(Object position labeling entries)
········
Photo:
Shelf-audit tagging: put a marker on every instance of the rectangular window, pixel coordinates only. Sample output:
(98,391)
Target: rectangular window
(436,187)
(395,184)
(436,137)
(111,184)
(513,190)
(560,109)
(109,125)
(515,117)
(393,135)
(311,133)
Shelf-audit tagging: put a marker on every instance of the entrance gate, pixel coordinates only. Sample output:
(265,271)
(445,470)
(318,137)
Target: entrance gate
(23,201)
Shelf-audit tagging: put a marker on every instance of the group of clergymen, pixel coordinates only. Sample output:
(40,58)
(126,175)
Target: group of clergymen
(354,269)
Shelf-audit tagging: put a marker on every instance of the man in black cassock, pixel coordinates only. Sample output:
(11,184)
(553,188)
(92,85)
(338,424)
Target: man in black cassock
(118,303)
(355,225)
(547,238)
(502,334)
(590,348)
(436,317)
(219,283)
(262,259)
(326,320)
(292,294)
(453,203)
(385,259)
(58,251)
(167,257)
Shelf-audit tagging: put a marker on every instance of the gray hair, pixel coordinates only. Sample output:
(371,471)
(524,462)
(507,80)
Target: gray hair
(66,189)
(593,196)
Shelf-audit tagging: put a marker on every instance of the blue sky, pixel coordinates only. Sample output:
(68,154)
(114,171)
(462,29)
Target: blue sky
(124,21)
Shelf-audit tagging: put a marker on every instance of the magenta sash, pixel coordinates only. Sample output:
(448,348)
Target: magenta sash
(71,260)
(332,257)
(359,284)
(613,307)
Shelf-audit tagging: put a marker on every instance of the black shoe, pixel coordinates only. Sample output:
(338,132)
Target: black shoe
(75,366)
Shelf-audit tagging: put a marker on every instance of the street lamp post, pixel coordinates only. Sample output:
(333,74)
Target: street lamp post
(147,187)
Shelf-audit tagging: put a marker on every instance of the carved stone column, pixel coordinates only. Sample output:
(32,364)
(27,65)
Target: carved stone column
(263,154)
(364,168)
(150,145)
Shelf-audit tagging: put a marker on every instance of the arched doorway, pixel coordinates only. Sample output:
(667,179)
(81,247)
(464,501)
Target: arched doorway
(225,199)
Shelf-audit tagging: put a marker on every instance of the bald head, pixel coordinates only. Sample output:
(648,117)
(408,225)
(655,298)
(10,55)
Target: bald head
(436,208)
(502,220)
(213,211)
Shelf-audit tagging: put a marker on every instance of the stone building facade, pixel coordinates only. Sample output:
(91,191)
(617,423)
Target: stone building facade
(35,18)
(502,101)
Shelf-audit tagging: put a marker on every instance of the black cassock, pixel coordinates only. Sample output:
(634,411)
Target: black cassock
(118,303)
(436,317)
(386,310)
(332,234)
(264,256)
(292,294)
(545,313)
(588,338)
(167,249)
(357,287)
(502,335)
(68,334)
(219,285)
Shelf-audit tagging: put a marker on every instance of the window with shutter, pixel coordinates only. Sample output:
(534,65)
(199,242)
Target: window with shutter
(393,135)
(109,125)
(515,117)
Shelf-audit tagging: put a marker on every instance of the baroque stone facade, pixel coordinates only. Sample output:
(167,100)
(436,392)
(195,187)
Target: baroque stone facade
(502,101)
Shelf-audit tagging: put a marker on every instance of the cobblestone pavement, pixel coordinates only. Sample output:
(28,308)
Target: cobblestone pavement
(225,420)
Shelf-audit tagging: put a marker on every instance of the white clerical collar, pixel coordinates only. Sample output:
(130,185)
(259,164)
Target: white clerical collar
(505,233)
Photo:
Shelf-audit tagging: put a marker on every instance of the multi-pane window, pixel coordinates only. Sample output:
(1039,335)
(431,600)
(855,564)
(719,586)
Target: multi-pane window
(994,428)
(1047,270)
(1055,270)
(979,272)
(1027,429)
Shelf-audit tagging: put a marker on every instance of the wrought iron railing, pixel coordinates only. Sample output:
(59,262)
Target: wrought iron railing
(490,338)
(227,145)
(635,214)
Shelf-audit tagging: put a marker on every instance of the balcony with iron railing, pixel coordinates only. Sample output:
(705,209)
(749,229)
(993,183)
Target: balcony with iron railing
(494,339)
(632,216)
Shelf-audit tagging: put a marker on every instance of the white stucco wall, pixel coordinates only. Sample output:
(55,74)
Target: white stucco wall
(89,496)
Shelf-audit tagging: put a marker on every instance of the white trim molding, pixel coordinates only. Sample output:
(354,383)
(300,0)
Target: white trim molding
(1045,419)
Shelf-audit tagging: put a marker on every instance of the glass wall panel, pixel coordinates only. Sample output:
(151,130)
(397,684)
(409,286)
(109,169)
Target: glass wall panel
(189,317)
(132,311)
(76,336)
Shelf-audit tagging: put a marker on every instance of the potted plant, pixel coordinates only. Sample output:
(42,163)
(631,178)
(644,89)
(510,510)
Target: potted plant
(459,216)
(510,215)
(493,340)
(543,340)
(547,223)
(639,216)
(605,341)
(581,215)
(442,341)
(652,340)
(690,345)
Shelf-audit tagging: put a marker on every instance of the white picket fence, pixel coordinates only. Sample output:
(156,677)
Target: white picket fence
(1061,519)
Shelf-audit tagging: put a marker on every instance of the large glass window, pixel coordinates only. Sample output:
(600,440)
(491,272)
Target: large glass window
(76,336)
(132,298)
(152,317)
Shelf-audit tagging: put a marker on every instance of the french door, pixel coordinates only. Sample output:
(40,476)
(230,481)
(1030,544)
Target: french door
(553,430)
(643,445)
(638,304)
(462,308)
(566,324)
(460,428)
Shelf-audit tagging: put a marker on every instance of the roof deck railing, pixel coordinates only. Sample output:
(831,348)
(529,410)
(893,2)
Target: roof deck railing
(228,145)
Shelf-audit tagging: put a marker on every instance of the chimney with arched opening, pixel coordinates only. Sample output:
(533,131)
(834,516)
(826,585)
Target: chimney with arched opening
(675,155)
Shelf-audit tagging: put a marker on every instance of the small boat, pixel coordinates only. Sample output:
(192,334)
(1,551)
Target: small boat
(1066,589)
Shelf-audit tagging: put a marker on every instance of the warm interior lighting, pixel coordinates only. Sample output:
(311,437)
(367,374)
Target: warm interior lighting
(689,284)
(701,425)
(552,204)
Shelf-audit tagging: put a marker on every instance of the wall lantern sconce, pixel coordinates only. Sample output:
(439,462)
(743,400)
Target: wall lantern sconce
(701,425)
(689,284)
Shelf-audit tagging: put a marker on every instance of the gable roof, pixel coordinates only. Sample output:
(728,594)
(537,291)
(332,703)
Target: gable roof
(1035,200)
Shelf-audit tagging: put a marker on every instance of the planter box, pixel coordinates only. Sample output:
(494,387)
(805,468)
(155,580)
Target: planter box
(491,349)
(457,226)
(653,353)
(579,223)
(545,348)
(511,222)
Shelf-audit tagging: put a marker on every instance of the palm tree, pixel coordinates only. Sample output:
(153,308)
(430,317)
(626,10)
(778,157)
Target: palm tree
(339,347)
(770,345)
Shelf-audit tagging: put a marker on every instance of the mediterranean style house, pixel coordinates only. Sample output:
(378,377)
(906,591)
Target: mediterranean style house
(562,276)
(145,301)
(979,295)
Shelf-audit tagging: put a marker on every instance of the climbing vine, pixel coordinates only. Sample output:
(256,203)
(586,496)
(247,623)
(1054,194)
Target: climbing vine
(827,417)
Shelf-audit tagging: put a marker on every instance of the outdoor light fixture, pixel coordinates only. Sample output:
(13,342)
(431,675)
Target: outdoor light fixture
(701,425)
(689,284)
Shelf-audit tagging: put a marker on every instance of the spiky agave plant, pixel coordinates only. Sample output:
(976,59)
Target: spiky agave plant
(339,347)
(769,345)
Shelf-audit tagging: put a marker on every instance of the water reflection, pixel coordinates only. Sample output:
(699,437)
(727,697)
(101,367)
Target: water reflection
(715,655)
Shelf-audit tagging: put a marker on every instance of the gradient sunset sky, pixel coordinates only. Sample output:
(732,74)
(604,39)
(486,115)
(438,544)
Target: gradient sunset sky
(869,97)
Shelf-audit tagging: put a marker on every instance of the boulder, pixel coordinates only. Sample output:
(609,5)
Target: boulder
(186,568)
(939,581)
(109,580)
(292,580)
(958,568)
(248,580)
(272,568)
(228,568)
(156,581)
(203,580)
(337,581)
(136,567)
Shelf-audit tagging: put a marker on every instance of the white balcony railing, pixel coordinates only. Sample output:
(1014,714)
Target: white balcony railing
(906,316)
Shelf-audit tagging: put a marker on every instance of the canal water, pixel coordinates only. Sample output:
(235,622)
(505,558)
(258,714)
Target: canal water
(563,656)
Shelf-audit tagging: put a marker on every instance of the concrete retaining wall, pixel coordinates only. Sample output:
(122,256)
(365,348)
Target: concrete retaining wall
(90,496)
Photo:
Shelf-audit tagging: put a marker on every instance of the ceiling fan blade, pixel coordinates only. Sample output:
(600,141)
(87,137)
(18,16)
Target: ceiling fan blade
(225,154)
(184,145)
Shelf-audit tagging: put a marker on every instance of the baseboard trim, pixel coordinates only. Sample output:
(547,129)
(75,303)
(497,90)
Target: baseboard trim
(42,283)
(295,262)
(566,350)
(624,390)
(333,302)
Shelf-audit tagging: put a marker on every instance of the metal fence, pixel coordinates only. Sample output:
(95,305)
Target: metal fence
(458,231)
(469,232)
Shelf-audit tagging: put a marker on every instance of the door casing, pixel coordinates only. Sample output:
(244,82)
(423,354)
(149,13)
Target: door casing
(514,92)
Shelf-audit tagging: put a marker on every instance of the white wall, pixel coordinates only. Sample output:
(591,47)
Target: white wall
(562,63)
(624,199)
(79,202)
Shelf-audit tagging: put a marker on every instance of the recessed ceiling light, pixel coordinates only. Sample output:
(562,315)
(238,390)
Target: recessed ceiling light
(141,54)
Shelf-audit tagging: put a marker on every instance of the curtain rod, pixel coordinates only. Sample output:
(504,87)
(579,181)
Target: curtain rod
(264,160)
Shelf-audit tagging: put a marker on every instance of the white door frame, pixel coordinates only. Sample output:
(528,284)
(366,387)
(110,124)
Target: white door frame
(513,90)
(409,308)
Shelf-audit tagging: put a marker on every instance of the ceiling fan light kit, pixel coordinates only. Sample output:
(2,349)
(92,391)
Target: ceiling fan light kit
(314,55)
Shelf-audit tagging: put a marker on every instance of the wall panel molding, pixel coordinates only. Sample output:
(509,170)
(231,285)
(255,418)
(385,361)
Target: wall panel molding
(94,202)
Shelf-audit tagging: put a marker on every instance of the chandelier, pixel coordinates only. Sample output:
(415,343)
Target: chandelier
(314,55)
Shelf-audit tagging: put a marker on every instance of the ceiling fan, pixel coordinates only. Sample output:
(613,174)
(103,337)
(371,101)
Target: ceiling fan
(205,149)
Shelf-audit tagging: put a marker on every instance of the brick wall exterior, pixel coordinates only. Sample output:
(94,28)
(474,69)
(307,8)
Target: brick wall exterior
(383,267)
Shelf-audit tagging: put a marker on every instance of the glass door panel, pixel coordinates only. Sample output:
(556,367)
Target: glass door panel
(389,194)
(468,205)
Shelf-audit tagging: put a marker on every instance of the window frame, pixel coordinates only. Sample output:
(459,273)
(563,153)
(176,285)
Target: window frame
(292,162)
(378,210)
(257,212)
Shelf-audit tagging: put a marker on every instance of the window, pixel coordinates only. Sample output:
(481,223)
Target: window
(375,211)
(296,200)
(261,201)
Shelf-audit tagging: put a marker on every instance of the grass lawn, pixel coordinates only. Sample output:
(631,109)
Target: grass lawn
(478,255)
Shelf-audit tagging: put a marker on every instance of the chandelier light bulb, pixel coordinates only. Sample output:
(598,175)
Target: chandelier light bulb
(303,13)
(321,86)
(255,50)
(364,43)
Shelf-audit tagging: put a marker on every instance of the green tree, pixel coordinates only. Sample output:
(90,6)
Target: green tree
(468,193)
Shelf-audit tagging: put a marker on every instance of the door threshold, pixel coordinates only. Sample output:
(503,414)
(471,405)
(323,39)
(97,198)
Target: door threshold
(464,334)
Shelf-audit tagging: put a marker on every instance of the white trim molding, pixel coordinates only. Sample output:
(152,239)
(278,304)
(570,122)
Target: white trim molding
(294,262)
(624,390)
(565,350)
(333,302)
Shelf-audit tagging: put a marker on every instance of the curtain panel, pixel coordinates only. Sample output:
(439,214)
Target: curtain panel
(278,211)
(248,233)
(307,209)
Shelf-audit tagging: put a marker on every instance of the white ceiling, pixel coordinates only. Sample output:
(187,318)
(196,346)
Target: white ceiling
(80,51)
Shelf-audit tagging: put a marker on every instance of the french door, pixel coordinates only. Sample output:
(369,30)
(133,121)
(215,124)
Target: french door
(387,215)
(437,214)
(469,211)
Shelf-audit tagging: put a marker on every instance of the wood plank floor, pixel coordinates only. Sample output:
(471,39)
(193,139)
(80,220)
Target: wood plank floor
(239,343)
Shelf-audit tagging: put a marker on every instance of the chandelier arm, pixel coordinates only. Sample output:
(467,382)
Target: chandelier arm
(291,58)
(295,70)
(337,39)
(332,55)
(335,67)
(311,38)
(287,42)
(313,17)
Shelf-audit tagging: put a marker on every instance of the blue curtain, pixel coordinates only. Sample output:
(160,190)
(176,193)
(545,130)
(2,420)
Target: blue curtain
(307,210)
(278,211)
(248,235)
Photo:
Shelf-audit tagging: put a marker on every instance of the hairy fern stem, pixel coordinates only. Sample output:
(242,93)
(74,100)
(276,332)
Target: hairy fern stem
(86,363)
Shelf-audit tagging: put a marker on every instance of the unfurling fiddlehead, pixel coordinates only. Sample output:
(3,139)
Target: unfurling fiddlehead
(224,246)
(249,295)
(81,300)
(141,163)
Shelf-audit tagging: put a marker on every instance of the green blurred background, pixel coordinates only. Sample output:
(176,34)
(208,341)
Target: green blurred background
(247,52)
········
Stated exercise:
Starting at the line that contains "curtain panel, pixel", output each remaining line of the listing, the last line included, exactly as it appears.

Result for this task:
Shelf-audit tagging: put a marker on every instance of the curtain panel, pixel coordinates only. Sample output:
(439,214)
Target: curtain panel
(278,211)
(248,233)
(307,209)
Shelf-audit tagging: put a marker on every instance of the white ceiling, pixel coordinates only. Sample output:
(187,318)
(196,346)
Target: white ceiling
(80,51)
Shelf-audit tagging: put a marker on every instance of the french door, pixel coordinates only. Sample output:
(369,30)
(133,121)
(215,124)
Target: french door
(387,215)
(437,214)
(469,211)
Shelf-audit tagging: put a marker on every instance of the wood plank floor, pixel coordinates only. Sample output:
(471,39)
(193,139)
(80,220)
Target: wood plank floor
(239,343)
Shelf-audit tagging: put a marker on every instance of the chandelier arm, pixel coordinates only. Sample output:
(467,382)
Target: chandelier arm
(291,58)
(295,70)
(337,39)
(332,55)
(335,67)
(311,38)
(287,42)
(313,17)
Shelf-audit tagging: put a marker on every instance of the blue curtain, pixel coordinates only. Sample output:
(160,190)
(176,193)
(545,130)
(2,420)
Target: blue curtain
(307,210)
(278,211)
(248,235)
Photo:
Shelf-audit tagging: put a marker on every instance of the hairy fern stem, pixel coordinates only. Sample output:
(242,93)
(74,100)
(276,332)
Target: hairy fern stem
(86,363)
Shelf-audit tagging: put a marker on every instance of the unfurling fiddlehead, pixel coordinates only. Sample output:
(3,139)
Target: unfurling fiddlehead
(224,246)
(249,295)
(81,300)
(141,163)
Shelf-audit tagging: put a marker on every instance of the green blurred background, pixel coordinates only. Sample output:
(176,34)
(208,341)
Target: green blurred background
(247,52)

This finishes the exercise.